** Start INPUT RECORDS **

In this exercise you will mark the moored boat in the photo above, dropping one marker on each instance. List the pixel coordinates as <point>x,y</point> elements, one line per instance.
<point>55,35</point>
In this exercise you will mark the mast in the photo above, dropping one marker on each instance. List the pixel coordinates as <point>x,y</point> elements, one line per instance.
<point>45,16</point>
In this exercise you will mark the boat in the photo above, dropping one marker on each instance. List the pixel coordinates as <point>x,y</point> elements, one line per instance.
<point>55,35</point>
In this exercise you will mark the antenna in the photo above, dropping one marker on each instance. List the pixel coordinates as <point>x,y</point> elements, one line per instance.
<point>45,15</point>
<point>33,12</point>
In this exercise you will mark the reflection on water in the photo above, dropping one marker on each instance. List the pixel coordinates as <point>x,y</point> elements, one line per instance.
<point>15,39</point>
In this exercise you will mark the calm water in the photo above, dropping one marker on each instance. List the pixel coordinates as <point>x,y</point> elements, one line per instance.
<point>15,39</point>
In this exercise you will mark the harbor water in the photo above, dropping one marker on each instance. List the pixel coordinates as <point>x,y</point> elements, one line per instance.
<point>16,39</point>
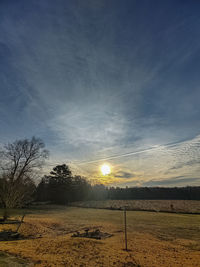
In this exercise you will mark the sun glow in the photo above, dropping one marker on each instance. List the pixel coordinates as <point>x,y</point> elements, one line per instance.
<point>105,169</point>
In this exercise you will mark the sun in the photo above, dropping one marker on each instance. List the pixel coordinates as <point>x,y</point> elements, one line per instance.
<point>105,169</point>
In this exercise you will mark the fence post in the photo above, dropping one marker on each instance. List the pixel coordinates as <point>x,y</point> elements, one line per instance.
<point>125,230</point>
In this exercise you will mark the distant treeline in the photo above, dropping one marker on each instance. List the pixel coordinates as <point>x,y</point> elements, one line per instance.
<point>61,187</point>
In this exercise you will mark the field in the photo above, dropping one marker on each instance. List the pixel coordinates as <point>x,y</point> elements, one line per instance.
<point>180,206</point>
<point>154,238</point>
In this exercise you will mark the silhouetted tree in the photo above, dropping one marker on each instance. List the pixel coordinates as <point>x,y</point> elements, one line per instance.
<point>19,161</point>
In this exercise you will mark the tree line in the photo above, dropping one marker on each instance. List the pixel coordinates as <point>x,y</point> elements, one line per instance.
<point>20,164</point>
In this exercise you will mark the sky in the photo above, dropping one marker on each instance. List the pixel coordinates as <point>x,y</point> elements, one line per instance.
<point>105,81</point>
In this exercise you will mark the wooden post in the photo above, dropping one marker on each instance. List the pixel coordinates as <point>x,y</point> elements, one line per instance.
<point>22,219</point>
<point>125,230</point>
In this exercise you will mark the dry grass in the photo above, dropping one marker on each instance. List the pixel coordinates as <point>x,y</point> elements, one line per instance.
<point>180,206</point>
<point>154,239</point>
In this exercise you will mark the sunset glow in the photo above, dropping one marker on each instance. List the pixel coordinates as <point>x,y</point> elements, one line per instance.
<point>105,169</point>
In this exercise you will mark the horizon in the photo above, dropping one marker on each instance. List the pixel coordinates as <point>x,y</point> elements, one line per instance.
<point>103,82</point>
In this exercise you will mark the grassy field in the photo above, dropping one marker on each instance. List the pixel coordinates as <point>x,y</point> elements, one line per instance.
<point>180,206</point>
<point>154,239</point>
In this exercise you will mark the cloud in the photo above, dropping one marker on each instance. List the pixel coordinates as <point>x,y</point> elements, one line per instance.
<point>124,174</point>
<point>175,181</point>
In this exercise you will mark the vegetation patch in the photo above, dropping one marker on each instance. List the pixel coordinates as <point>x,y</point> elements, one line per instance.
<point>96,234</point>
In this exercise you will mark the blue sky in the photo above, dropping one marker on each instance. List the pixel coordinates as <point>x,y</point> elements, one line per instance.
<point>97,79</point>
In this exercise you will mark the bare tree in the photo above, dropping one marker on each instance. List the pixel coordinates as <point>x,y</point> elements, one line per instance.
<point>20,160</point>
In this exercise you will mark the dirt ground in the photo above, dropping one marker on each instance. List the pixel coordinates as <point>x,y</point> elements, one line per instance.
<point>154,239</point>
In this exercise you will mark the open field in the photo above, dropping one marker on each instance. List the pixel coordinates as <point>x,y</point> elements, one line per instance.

** End INPUT RECORDS **
** Start INPUT RECORDS **

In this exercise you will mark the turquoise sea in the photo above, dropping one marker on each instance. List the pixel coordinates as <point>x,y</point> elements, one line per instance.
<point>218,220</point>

** End INPUT RECORDS **

TASK OBJECTIVE: Copy out, word for word, the part of the records above that starts with the line containing "In this exercise you will mark the silhouetted" and ends with the line containing "<point>105,81</point>", including both of those lines.

COMPLETED TASK:
In this exercise you will mark the silhouetted tree in the photo above, dropping one marker on each instance. List the pixel coordinates as <point>x,y</point> elements, one line per instance.
<point>19,161</point>
In this exercise you will mark the tree line in the photo above, dropping one marker on each instance. List the pixel coordinates as <point>x,y</point> elements, one line per instance.
<point>20,164</point>
In this exercise you will mark the sky in the photo above, dropping one marker on each instance. List the pixel coordinates as <point>x,y</point> elements, one line per instance.
<point>105,81</point>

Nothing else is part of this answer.